Task directions =
Identify each of the lines below that contains the string "green", and copy those lines.

(Entries for identifying locations)

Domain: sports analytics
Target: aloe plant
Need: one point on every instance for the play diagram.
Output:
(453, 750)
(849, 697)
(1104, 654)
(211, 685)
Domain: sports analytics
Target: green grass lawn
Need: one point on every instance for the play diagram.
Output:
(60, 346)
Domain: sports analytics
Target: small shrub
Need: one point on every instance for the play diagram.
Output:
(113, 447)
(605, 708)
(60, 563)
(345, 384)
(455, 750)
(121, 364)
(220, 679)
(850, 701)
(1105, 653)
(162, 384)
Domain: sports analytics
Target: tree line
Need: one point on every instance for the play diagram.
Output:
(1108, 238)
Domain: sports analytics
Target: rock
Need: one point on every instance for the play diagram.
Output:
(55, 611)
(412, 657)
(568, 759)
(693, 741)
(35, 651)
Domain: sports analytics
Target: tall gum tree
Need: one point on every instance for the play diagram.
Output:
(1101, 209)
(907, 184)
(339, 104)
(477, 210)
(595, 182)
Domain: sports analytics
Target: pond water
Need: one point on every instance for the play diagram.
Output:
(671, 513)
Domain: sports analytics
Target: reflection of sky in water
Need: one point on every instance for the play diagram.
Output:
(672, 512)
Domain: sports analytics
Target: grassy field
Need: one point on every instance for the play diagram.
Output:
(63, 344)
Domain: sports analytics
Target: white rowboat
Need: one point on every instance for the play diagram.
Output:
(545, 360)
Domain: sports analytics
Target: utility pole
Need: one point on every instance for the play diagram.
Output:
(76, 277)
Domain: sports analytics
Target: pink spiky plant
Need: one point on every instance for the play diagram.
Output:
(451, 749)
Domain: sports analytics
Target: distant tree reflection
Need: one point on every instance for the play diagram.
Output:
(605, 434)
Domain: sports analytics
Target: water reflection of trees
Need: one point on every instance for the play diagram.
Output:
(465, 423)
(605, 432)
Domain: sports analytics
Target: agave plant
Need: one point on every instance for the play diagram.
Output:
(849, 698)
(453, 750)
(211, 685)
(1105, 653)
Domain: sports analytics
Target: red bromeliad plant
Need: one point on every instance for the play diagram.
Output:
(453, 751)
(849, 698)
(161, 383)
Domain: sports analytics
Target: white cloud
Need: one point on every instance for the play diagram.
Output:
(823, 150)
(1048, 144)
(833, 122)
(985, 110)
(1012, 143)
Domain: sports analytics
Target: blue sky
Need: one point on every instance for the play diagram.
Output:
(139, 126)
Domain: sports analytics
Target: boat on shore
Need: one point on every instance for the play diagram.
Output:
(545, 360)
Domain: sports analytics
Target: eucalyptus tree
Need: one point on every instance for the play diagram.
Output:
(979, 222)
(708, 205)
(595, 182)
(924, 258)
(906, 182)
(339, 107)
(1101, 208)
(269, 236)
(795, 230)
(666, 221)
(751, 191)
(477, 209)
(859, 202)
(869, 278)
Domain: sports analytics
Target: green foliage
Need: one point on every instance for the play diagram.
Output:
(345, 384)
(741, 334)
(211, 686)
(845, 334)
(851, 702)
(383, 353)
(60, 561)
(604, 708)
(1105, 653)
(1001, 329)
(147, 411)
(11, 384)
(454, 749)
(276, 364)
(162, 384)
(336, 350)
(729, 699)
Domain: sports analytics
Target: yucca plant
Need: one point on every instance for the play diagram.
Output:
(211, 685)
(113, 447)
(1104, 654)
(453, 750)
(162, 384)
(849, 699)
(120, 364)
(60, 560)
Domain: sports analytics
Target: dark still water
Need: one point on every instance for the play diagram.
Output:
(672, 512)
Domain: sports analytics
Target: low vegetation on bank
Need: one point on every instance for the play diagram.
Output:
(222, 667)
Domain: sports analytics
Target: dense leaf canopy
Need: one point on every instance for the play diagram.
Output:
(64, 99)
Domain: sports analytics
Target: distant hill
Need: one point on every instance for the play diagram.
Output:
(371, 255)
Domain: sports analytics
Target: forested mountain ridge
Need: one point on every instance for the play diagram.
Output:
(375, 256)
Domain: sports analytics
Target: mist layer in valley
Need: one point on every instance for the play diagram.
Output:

Answer to the task =
Target: green grass lawn
Target: green foliage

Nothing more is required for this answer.